- **Passage**

Counting Down to Apollo

One American's account of watching humanity reach the Moon

The New Decade

The 1960s are over. I’ve been keeping this notebook since 1957. Let me look at what the decade was and what the 1970s might be.

The 1960s are over. I’ve been keeping this notebook since 1957, so the whole of the decade is in here.

The decade opened with Mercury and Kennedy and the beginning of the great promise. It closed with the first humans on another world. In between: more loss than I could have predicted, more achievement than I dared hope for.

Kennedy’s speech. The fire. Gagarin. Glenn. The Gemini program’s patient, systematic buildup. Apollo 8 on Christmas Eve. Armstrong’s boot in the dust of the Sea of Tranquility. “Magnificent desolation.” The 1202 alarm. The footprints that will be there for a million years.

The 1960s were the decade that decided the Moon. The 1970s will decide what comes next.

Some things I know about the new decade: Apollo 13 is in January, 14 in late 1970, then 15 through 17. Skylab is being planned. The Space Shuttle is in early development. Nixon’s administration will decide how much of the ambitious post-Apollo vision gets built.

Some things I suspect but don’t know: the Soviet program will continue, though in what form I’m not sure. A space station is probable for them too. The Moon landing competition is over; what comes next is less clearly defined.

What I hope for: that the 1970s are a decade of consolidation and building. Not the frantic race-driven pace of the 1960s, but deliberate, sustainable space development. A permanent presence in low Earth orbit. More lunar science. The Outer Planets probes that will eventually reach Jupiter and Saturn.

What I worry about: budget cuts, political disinterest, the sense that now that we’ve won the race there’s nothing left to run for.

The decade is new. The program continues. I am paying attention.

- **Available data**
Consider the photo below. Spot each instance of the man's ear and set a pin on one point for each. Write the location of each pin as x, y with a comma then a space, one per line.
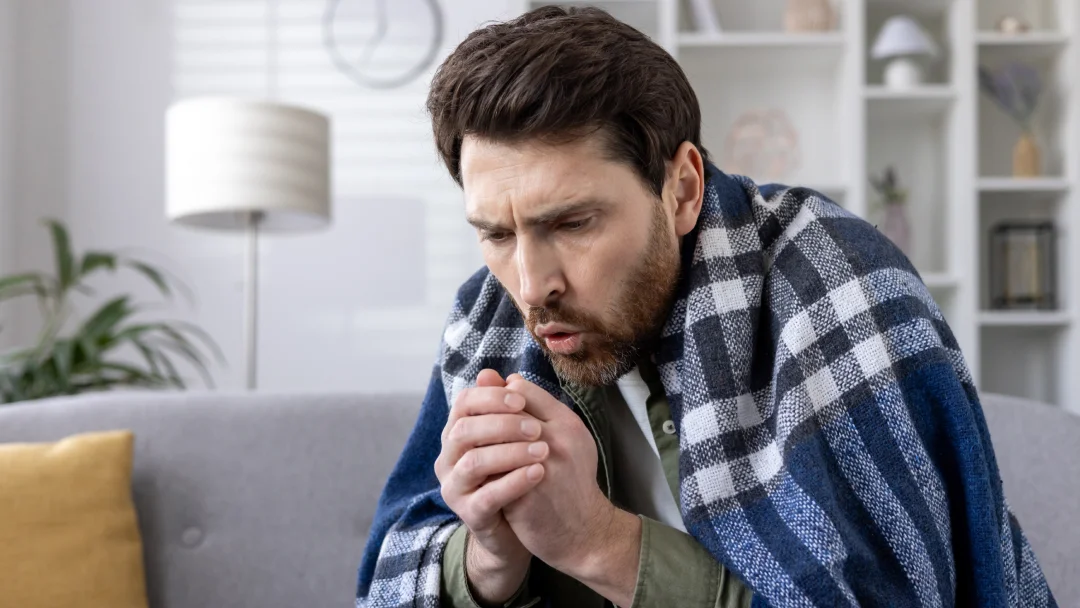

- **Required action**
Decide whether each statement agrees with the passage on the new decade, answering yes or no and quoting the deciding words: (a) The writer has kept the notebook since 1957. (b) Apollo 13 is set for late 1970. (c) The writer states that a Soviet space station is probable. The data above are separate material and stand apart from the passage on the new decade.

- **Result of the task**
(a) Yes: "I’ve been keeping this notebook since 1957"
(b) No: "Apollo 13 is in January, 14 in late 1970"
(c) Yes: "A space station is probable for them too."